GOAL OF THE EXERCISE
Below are the records; give again exactly the line with "Reviewer note. Check that each instance of the rooftop", the line with "Reviewer note. Check that each instance of the small", and each line that lies between them, and nothing besides.

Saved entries
════════

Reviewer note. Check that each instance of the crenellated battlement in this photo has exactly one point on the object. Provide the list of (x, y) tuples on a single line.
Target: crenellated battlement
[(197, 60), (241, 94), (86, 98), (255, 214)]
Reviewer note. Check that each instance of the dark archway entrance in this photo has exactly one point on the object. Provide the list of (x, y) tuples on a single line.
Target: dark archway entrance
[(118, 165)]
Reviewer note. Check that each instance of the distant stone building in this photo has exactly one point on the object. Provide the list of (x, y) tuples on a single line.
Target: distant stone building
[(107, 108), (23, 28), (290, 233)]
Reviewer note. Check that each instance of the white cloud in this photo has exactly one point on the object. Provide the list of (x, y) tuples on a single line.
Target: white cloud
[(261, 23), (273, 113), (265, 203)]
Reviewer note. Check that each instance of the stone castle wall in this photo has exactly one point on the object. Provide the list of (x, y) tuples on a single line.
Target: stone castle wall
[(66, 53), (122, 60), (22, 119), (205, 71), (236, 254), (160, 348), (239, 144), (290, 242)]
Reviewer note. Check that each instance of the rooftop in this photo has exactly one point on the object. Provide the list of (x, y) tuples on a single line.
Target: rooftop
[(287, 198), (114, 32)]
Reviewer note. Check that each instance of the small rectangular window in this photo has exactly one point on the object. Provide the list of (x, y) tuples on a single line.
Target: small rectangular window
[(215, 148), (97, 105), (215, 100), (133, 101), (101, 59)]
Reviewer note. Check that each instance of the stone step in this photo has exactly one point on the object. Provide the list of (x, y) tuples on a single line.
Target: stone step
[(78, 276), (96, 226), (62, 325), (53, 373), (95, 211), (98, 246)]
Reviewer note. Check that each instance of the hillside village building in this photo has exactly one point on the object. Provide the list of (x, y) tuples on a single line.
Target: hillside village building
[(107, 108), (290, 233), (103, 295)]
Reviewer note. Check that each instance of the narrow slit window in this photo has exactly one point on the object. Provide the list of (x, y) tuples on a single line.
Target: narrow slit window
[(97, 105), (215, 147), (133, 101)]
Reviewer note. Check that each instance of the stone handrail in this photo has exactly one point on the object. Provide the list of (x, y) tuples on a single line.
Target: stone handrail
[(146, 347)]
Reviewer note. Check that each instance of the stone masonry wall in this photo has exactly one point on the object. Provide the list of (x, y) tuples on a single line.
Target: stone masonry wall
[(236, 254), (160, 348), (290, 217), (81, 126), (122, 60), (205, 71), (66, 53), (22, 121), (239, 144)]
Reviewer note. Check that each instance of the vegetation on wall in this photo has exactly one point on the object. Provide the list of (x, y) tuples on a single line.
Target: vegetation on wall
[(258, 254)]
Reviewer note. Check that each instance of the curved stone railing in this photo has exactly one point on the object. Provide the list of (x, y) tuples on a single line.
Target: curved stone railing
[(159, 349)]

════════

COMPLETED EXERCISE
Reviewer note. Check that each instance of the rooftop in this photo has exactly one point on the object. Provide the list of (x, y) tuples on a single line.
Target: rooftop
[(287, 198), (114, 32)]
Reviewer note. Check that each instance of the small rectangular window in this photo has exactly one point on the object. Provide the list of (x, y) tuples on a single line.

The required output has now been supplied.